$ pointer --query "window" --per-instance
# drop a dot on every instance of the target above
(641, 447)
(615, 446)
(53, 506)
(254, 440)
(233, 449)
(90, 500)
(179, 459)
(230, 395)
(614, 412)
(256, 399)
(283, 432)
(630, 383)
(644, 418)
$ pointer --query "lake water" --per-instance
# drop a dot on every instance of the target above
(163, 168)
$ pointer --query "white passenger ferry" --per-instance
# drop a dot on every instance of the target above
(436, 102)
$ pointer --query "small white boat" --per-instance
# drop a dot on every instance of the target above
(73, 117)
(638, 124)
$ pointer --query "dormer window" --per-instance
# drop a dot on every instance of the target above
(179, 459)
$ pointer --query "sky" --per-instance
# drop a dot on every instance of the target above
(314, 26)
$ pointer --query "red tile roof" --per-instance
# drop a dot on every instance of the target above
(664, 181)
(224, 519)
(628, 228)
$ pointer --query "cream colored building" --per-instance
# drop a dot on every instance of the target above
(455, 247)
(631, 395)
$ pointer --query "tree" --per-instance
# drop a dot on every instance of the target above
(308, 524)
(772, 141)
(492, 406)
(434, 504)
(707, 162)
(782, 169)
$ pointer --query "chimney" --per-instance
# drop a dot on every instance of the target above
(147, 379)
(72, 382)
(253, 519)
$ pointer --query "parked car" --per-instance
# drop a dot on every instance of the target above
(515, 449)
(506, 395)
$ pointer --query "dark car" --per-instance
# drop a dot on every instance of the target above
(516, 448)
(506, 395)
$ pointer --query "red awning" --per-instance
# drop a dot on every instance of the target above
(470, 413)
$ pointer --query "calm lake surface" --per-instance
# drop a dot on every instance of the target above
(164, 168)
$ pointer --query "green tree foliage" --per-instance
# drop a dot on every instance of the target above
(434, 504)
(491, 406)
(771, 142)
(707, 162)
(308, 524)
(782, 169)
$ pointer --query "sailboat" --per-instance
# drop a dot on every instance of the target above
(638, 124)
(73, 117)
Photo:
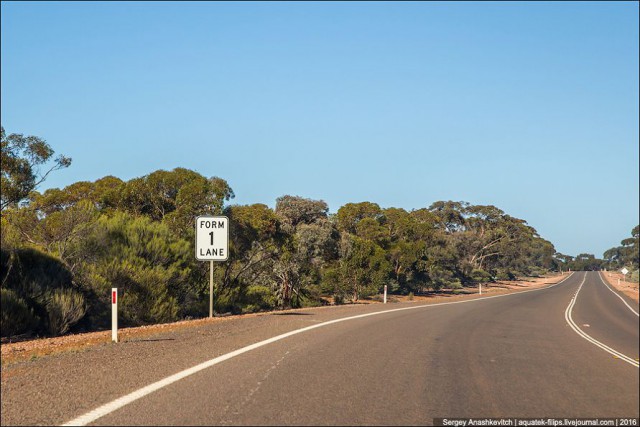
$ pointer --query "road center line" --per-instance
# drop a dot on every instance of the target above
(569, 319)
(133, 396)
(616, 294)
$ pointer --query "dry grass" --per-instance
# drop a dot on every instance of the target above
(12, 352)
(617, 280)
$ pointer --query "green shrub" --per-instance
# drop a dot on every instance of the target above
(65, 308)
(259, 298)
(17, 318)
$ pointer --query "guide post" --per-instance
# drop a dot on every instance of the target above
(212, 244)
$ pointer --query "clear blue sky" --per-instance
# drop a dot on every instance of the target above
(532, 107)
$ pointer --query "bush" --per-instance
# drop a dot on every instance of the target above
(17, 318)
(65, 308)
(259, 298)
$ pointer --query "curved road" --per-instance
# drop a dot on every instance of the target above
(508, 356)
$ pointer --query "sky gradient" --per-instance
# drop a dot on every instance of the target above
(531, 107)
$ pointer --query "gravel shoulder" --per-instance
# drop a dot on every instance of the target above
(617, 280)
(49, 381)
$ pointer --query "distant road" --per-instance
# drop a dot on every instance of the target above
(532, 354)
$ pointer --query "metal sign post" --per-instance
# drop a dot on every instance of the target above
(114, 314)
(212, 244)
(624, 272)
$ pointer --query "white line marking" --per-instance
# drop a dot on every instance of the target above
(616, 294)
(569, 319)
(131, 397)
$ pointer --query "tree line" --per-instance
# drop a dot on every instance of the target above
(63, 250)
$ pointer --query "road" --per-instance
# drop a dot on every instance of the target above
(507, 356)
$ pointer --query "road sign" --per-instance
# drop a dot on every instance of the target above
(212, 238)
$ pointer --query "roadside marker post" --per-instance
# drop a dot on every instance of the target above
(212, 244)
(114, 314)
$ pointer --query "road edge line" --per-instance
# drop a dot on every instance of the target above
(122, 401)
(616, 294)
(584, 335)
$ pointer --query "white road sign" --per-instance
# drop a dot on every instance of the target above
(212, 238)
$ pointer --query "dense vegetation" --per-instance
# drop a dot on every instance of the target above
(63, 249)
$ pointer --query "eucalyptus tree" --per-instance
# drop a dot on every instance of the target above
(20, 160)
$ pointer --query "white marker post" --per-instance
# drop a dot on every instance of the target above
(114, 314)
(212, 244)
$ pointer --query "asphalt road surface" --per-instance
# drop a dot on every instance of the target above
(537, 354)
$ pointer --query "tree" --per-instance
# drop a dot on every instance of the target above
(21, 158)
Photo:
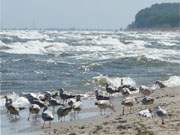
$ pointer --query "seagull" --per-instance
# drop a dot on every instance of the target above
(103, 105)
(146, 113)
(128, 102)
(111, 90)
(54, 102)
(147, 100)
(62, 112)
(34, 109)
(161, 113)
(146, 91)
(10, 108)
(160, 84)
(101, 97)
(76, 105)
(64, 96)
(47, 116)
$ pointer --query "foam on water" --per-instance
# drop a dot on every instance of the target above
(173, 81)
(96, 45)
(114, 81)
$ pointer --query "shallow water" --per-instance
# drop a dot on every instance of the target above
(34, 60)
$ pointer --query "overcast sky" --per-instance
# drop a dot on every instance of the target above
(92, 14)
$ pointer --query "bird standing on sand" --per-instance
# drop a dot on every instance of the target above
(161, 113)
(62, 112)
(64, 96)
(100, 97)
(103, 105)
(160, 84)
(128, 102)
(145, 90)
(76, 105)
(111, 90)
(54, 102)
(47, 116)
(147, 100)
(10, 108)
(34, 109)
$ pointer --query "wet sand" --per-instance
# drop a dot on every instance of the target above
(130, 123)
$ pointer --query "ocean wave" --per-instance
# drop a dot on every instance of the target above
(97, 45)
(101, 80)
(173, 81)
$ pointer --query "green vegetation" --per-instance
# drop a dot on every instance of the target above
(165, 15)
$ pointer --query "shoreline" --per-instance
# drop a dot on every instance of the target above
(133, 124)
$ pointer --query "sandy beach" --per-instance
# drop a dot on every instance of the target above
(130, 123)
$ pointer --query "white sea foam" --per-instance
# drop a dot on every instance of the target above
(97, 45)
(173, 81)
(114, 81)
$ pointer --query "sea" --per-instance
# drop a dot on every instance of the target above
(82, 61)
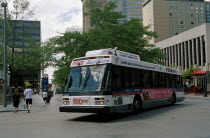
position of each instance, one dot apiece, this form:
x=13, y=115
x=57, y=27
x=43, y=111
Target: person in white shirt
x=28, y=97
x=44, y=95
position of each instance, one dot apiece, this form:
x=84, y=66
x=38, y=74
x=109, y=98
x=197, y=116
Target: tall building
x=130, y=8
x=188, y=48
x=25, y=32
x=74, y=29
x=171, y=17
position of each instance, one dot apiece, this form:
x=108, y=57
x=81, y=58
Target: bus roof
x=111, y=51
x=120, y=58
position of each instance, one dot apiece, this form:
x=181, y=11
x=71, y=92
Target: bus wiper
x=85, y=81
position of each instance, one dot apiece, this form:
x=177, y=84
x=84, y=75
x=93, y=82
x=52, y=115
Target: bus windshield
x=88, y=78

-.-.-

WHAT IS REQUIRED: Where the string "vegetation" occurs in a line of the listing above, count that line, then report the total and nothing else.

FINAL ANSWER: 2